Brief –
Give again, word for word, every line in the entries below from the line with "Target: sand ridge" up to and including the line with "In this exercise you will annotate the shoreline, setting", and no other line.

Natural language region descriptions –
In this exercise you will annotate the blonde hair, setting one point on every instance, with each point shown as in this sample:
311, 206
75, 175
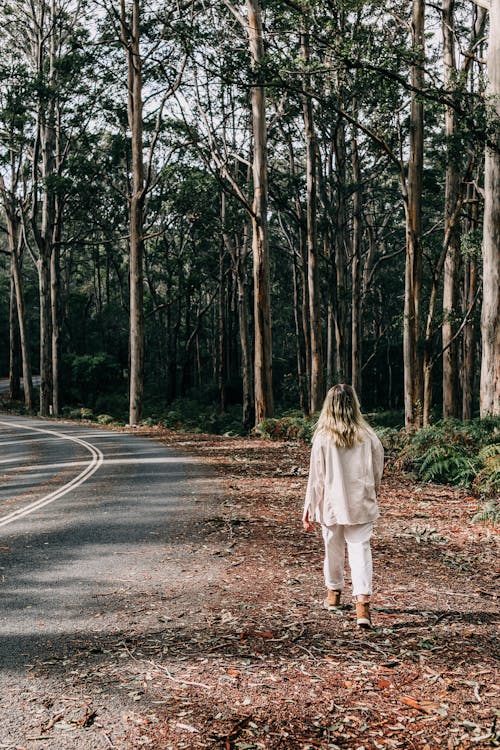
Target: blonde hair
341, 417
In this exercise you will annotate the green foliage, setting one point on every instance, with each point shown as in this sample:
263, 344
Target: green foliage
80, 413
490, 513
105, 419
294, 426
191, 415
466, 454
86, 376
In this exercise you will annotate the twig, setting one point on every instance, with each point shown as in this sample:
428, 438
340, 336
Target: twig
165, 670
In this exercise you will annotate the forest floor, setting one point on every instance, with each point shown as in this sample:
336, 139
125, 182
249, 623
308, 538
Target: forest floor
235, 651
251, 660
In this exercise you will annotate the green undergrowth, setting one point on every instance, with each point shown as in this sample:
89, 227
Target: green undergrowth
463, 454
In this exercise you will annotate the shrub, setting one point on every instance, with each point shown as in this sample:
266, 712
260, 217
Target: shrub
490, 513
85, 377
292, 427
105, 419
466, 454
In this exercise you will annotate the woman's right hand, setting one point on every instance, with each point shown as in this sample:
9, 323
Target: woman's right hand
307, 524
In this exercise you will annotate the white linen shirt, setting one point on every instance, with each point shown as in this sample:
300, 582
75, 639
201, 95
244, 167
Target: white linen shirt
343, 482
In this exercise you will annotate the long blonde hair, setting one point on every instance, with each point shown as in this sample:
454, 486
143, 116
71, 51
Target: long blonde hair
341, 417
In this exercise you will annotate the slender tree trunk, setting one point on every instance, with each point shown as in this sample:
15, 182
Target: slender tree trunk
301, 374
222, 329
341, 242
45, 336
413, 207
14, 368
131, 43
312, 242
260, 243
490, 313
55, 322
469, 336
451, 224
356, 340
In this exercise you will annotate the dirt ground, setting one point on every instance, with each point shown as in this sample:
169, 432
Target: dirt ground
237, 651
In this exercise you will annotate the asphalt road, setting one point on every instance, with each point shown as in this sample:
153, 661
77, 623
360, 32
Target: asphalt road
101, 537
75, 504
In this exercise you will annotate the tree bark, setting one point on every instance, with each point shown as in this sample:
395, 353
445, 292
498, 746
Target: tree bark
490, 312
413, 208
356, 338
312, 241
14, 368
451, 365
260, 242
131, 43
339, 265
470, 336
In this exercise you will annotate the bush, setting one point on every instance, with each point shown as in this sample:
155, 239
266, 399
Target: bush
105, 419
292, 427
466, 454
85, 377
490, 513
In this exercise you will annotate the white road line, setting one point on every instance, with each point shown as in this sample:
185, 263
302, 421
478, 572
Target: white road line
91, 468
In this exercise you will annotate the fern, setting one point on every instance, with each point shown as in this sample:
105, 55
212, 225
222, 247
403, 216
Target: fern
490, 513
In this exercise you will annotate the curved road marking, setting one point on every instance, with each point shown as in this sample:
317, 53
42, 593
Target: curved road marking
91, 468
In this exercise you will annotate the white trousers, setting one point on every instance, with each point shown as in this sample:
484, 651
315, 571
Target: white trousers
357, 538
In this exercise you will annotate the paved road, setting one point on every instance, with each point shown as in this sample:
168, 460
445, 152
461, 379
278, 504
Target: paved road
93, 524
74, 505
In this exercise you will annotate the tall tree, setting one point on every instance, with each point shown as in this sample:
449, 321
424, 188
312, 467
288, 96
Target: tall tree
451, 218
413, 208
316, 388
263, 385
490, 313
130, 36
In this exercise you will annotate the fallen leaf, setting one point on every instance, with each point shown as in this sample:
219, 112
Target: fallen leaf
187, 727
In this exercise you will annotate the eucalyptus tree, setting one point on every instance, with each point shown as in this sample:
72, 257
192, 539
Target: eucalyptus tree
490, 314
155, 61
15, 118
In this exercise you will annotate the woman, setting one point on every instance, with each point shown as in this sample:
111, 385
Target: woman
347, 461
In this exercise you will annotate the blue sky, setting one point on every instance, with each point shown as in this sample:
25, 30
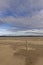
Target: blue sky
21, 17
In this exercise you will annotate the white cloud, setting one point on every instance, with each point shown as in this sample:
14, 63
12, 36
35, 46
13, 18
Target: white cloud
35, 21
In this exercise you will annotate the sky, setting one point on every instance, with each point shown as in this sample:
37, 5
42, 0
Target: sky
21, 17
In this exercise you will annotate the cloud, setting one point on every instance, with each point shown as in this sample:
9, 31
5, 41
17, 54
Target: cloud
35, 21
21, 7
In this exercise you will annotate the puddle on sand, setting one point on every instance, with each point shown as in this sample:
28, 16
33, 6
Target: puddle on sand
39, 61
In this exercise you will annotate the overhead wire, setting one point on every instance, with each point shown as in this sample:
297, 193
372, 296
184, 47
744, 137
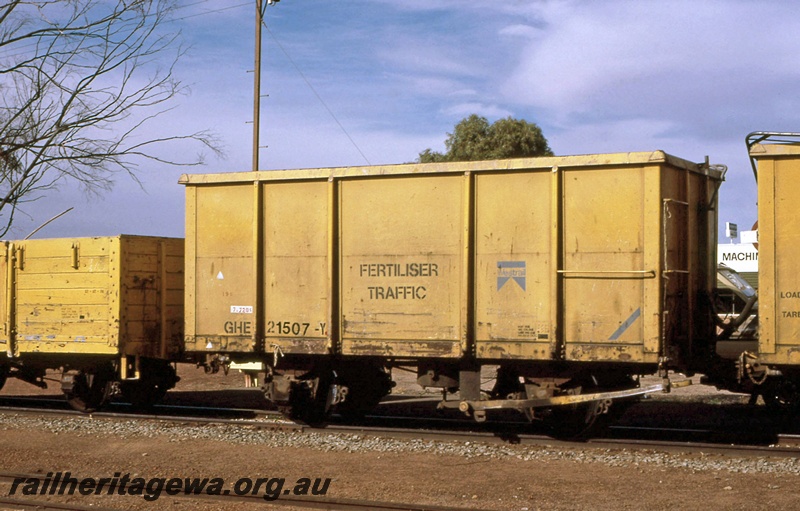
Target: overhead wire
310, 86
21, 50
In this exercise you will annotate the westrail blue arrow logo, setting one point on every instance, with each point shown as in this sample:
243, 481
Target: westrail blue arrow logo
510, 270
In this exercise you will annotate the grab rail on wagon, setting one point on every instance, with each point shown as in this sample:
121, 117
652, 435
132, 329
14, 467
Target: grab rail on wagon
633, 274
775, 137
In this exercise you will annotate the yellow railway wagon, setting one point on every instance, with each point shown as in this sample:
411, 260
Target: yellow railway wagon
104, 310
594, 259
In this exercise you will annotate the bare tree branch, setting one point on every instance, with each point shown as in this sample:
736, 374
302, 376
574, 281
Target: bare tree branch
80, 81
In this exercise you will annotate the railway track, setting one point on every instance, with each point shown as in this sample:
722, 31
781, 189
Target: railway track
669, 439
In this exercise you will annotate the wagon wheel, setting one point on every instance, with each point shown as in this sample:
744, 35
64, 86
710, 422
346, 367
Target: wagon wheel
151, 388
309, 400
365, 391
143, 394
89, 391
3, 375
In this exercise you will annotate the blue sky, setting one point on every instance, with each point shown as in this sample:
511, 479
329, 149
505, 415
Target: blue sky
691, 78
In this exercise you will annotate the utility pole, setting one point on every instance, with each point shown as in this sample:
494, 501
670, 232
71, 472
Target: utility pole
257, 84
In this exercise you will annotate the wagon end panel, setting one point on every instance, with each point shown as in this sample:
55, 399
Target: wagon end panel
152, 296
66, 297
779, 240
6, 297
221, 268
402, 269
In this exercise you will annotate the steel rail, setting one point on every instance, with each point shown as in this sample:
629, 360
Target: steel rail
315, 502
667, 439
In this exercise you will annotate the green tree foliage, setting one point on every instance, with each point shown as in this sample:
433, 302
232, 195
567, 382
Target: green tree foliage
475, 139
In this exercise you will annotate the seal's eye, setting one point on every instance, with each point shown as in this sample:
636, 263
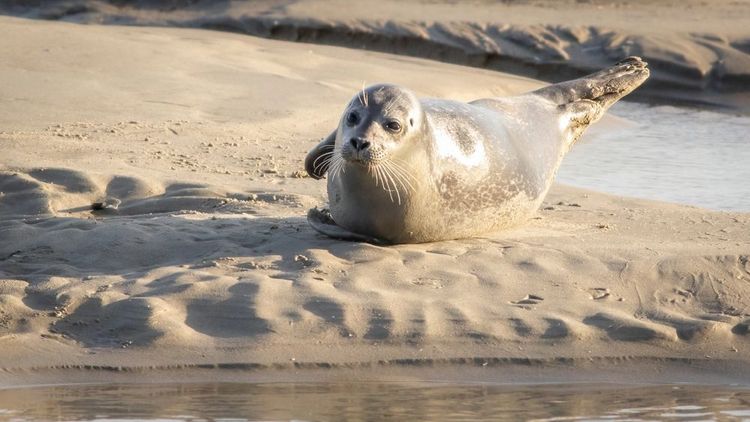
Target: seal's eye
393, 126
352, 118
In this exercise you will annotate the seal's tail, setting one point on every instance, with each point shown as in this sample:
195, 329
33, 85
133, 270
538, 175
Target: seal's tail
583, 101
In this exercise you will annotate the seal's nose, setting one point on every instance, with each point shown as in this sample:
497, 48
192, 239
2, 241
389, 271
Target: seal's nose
359, 144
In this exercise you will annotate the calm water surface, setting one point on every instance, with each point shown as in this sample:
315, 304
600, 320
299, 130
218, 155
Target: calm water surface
666, 153
374, 401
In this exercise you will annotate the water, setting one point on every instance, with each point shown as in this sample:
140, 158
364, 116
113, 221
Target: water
667, 153
374, 401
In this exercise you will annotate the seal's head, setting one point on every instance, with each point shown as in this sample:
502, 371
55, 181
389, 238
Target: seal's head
378, 124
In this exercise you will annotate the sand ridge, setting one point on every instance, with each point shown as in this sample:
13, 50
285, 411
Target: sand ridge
201, 254
697, 51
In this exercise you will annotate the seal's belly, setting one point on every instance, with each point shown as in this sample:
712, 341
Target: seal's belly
483, 173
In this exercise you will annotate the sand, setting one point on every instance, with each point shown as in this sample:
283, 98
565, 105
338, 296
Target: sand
699, 51
193, 141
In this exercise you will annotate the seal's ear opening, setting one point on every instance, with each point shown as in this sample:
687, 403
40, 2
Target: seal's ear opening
319, 158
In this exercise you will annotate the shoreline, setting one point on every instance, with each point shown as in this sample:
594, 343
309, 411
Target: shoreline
502, 372
207, 258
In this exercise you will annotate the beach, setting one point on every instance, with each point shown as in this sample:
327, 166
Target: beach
199, 258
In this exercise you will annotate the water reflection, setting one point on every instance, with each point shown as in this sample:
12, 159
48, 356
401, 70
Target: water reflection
374, 401
669, 153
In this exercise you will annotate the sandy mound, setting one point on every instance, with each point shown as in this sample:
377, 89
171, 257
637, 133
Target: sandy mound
698, 52
192, 143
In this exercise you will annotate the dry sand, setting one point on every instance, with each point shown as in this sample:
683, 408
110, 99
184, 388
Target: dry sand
208, 261
699, 51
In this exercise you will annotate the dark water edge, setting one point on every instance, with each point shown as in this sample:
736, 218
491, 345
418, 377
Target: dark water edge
551, 53
666, 153
375, 401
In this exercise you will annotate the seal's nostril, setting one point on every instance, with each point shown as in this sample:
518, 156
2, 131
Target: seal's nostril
359, 144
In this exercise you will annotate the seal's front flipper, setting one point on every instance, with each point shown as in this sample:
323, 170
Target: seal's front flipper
318, 160
320, 219
583, 101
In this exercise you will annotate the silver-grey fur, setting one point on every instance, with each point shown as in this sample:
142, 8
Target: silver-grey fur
405, 170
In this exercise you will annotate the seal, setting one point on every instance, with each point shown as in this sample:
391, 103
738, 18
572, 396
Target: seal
406, 170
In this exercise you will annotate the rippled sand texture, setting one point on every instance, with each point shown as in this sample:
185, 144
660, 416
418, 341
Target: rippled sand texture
699, 52
191, 143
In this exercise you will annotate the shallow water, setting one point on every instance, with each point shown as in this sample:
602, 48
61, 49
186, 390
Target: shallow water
375, 401
666, 153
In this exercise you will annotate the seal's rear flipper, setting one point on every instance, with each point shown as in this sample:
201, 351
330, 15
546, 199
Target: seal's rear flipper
320, 219
585, 100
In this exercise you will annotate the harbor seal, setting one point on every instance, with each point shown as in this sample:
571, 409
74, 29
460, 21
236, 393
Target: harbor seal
407, 170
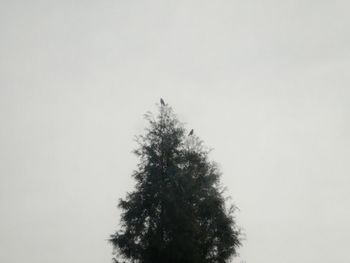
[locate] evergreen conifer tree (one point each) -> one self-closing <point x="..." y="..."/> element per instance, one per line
<point x="177" y="211"/>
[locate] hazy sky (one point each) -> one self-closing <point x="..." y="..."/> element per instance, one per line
<point x="265" y="83"/>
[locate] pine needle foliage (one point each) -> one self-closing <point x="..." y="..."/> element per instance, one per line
<point x="177" y="212"/>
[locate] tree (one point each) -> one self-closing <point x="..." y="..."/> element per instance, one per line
<point x="177" y="212"/>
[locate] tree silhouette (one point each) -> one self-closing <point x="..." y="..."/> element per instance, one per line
<point x="177" y="211"/>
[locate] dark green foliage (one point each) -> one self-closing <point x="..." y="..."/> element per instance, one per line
<point x="177" y="212"/>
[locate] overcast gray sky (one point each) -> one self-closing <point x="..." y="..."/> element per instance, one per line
<point x="265" y="83"/>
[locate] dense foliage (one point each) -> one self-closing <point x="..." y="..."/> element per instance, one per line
<point x="177" y="212"/>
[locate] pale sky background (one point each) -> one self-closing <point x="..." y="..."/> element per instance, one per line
<point x="265" y="83"/>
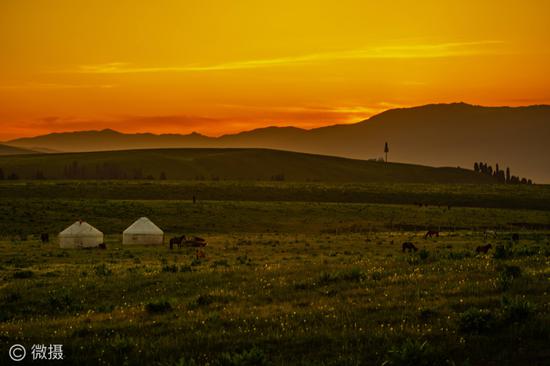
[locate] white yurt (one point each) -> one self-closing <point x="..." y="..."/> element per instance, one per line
<point x="143" y="232"/>
<point x="80" y="235"/>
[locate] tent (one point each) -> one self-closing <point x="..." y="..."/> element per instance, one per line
<point x="80" y="235"/>
<point x="143" y="231"/>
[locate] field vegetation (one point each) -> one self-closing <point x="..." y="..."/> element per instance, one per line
<point x="295" y="273"/>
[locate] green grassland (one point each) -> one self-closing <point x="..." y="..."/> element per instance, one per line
<point x="295" y="273"/>
<point x="227" y="164"/>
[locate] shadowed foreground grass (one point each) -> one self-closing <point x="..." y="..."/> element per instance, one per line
<point x="321" y="281"/>
<point x="281" y="299"/>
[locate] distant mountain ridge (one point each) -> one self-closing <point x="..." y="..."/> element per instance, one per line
<point x="455" y="134"/>
<point x="12" y="150"/>
<point x="236" y="164"/>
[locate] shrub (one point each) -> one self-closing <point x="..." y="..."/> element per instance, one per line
<point x="516" y="310"/>
<point x="23" y="274"/>
<point x="411" y="353"/>
<point x="170" y="268"/>
<point x="63" y="303"/>
<point x="459" y="255"/>
<point x="423" y="254"/>
<point x="501" y="252"/>
<point x="510" y="271"/>
<point x="220" y="263"/>
<point x="186" y="362"/>
<point x="244" y="259"/>
<point x="354" y="274"/>
<point x="476" y="320"/>
<point x="186" y="269"/>
<point x="426" y="313"/>
<point x="161" y="306"/>
<point x="253" y="357"/>
<point x="326" y="278"/>
<point x="102" y="270"/>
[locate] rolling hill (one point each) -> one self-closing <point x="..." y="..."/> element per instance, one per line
<point x="437" y="135"/>
<point x="227" y="164"/>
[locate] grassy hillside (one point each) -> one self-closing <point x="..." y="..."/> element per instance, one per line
<point x="439" y="134"/>
<point x="226" y="164"/>
<point x="282" y="283"/>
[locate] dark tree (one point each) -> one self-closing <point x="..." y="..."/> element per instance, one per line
<point x="39" y="175"/>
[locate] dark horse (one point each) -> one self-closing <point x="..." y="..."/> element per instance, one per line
<point x="409" y="246"/>
<point x="177" y="240"/>
<point x="483" y="248"/>
<point x="431" y="233"/>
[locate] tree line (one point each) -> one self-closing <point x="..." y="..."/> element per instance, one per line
<point x="503" y="176"/>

Written reply –
Target: sand ridge
201, 254
697, 51
In this exercise you will annotate the seal's belly, setting one point on every instance, with each point shown as in this sample:
712, 341
Target: seal's belly
483, 173
In this exercise you will annotate the sand, setting one point on every instance, with each point shown as in this sample:
283, 98
565, 105
338, 296
Target: sand
699, 51
193, 141
In this exercise you will annotate the seal's ear opening, setting one point on every instance, with each point shown as in this sample:
687, 403
40, 2
Target: seal's ear opening
319, 158
In this exercise you will annotate the shoreline, setting one point on every instance, with each point shown as in this sample:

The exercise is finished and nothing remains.